── SOURCE RECORDS
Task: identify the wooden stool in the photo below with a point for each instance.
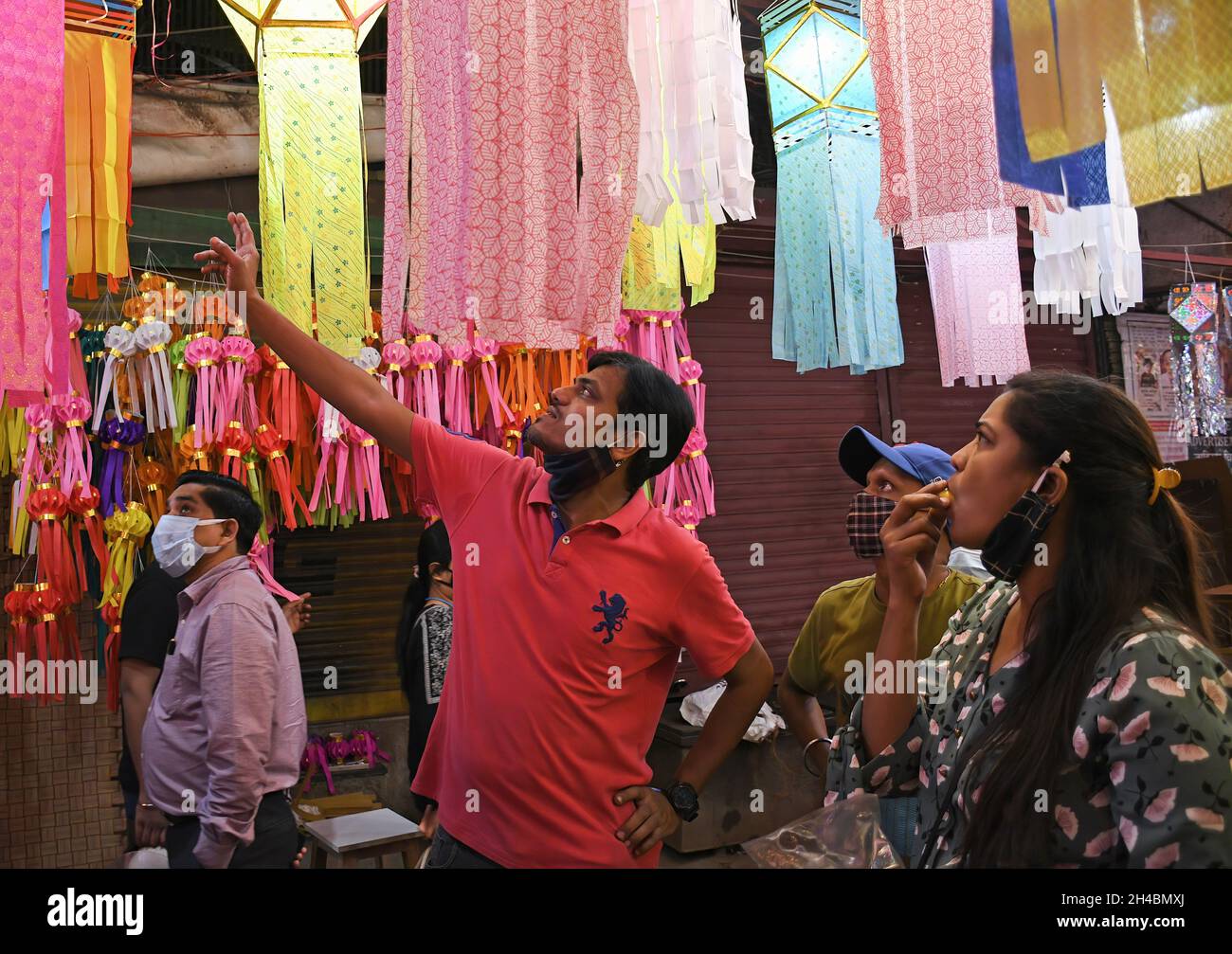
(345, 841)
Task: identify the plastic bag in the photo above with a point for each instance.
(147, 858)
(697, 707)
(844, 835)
────
── SOURCE RECORDS
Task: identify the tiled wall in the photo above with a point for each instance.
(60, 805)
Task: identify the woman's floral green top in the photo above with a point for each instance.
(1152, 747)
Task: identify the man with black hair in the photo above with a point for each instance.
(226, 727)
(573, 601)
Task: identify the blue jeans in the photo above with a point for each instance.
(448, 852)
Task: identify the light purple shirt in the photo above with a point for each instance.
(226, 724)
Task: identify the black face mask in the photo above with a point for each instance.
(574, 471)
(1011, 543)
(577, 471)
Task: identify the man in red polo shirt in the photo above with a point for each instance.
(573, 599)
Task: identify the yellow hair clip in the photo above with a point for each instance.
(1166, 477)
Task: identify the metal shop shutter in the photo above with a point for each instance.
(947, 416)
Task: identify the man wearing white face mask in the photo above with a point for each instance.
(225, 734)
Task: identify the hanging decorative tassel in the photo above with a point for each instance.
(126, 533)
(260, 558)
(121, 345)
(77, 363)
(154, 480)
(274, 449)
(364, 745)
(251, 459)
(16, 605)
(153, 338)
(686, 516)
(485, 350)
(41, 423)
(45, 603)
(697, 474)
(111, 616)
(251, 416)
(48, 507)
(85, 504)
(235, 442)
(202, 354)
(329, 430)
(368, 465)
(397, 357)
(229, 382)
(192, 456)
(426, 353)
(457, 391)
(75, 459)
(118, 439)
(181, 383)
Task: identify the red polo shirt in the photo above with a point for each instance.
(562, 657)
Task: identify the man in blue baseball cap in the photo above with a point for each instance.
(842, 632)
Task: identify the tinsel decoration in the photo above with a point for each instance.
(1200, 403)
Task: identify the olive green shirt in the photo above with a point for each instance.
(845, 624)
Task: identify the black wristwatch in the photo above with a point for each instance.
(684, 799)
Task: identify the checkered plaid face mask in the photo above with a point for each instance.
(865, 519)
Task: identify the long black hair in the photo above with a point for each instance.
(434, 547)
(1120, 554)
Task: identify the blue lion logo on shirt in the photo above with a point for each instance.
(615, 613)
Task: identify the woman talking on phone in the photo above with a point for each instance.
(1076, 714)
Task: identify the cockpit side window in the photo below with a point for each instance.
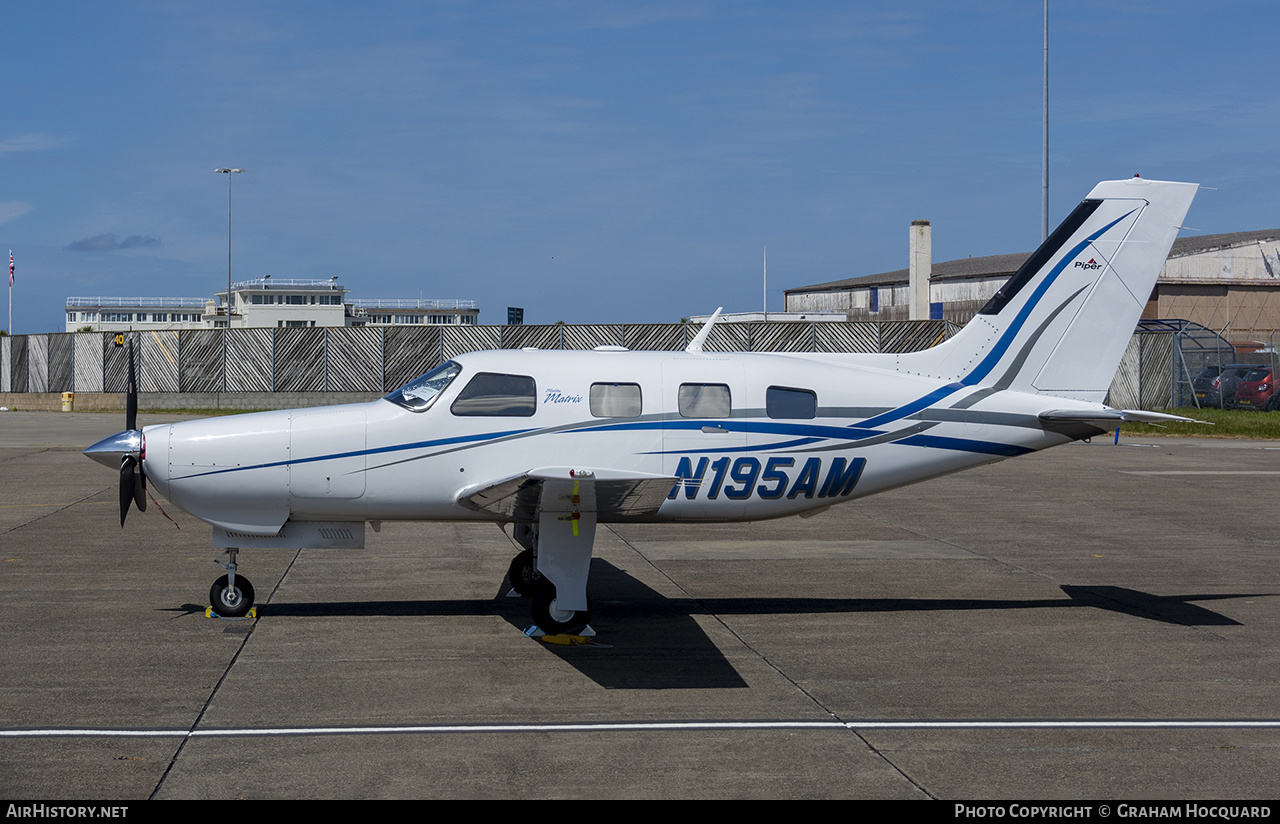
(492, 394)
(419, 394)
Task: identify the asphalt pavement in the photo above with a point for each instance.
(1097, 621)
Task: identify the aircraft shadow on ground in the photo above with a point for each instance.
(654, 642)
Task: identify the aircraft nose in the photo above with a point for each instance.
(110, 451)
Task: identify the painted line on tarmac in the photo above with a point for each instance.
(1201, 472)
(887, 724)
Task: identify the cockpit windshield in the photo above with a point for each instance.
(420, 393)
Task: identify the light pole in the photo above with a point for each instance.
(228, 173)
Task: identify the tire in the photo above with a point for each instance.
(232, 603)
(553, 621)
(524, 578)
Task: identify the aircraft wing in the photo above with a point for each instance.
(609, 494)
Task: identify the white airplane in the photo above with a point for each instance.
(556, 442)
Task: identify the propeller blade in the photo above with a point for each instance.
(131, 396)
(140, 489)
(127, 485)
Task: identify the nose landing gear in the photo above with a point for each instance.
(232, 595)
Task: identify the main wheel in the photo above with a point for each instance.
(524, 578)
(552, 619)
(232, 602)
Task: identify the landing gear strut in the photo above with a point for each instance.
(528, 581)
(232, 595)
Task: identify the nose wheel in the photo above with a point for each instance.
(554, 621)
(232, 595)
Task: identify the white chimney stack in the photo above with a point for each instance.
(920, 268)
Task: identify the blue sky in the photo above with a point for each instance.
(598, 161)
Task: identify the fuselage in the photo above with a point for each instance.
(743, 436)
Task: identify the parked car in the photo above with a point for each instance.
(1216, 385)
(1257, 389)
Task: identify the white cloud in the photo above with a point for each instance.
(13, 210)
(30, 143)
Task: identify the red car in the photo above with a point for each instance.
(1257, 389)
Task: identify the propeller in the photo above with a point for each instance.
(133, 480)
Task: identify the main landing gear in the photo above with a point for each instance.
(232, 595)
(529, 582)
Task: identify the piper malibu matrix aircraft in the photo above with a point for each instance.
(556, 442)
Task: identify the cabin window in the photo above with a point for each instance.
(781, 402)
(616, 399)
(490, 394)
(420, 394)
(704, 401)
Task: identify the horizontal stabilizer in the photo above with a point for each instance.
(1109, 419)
────
── SOURCE RECORDS
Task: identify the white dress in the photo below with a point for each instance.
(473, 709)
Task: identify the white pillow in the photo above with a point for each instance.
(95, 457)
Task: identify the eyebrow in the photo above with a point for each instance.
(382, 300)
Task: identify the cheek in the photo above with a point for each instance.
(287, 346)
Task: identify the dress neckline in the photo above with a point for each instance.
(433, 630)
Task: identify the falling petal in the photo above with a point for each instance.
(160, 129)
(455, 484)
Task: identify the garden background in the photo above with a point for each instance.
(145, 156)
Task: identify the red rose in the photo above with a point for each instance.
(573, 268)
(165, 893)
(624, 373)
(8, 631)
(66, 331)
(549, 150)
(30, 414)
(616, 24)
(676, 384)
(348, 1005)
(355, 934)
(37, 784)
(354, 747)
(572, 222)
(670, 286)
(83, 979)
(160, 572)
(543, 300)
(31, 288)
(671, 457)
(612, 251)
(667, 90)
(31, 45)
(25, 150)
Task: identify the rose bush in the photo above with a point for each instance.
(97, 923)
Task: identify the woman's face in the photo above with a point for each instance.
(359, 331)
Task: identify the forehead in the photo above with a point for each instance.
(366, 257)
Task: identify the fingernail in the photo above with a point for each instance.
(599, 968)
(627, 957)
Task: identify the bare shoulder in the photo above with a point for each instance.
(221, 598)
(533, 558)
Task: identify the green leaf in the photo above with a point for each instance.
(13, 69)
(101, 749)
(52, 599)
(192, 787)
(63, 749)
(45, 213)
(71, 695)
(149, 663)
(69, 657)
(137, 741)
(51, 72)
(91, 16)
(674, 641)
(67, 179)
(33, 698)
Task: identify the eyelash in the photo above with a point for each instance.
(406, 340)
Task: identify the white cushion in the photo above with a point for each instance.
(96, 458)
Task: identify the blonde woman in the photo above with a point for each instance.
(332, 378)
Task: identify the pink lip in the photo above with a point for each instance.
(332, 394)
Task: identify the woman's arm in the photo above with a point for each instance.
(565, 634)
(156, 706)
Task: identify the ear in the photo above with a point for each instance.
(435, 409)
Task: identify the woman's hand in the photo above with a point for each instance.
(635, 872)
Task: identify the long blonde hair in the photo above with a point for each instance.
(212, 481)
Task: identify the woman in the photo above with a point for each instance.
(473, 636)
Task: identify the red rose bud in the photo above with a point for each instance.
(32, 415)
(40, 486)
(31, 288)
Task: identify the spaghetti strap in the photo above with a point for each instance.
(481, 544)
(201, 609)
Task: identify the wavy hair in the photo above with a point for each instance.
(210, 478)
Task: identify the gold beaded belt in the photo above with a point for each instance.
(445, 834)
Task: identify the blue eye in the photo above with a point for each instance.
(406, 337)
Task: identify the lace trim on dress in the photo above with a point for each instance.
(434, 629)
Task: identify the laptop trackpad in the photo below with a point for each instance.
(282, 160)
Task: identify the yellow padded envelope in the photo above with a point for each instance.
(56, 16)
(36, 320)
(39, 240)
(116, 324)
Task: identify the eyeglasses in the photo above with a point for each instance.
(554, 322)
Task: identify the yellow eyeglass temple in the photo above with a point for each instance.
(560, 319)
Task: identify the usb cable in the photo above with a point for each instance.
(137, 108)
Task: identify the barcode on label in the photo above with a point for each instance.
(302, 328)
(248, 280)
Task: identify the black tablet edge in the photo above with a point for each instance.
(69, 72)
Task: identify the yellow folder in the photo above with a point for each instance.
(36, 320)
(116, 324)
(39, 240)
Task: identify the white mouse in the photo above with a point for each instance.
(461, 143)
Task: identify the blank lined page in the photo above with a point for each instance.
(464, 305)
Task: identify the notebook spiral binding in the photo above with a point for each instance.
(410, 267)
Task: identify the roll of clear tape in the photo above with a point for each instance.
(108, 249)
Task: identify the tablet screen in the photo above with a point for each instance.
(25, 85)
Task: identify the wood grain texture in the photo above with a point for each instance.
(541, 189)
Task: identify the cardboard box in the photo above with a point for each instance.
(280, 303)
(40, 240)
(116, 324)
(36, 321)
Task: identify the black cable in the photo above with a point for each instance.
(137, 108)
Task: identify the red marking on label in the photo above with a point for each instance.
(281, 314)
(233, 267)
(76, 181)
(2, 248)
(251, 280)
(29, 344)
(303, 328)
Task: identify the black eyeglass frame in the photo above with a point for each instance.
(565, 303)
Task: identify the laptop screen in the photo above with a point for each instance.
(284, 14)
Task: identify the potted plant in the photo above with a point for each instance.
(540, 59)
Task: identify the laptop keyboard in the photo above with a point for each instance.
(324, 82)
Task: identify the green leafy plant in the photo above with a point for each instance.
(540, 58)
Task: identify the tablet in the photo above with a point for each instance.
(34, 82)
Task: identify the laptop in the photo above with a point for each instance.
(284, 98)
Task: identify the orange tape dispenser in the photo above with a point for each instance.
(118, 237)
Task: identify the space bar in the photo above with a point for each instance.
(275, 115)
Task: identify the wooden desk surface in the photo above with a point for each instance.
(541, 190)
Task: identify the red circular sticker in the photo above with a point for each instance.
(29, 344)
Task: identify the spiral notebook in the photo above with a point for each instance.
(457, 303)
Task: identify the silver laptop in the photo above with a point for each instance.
────
**EXERCISE DETAILS**
Within the material above, transcribe exactly the lines that run from the line holding "Task: identify the spiral" through the line holding "Task: identify the silver".

**OUTPUT OF THE TASK**
Task: identify the spiral notebook in the photo above with a point for each instance.
(457, 303)
Task: identify the silver laptop in the photo above with a point for each instance.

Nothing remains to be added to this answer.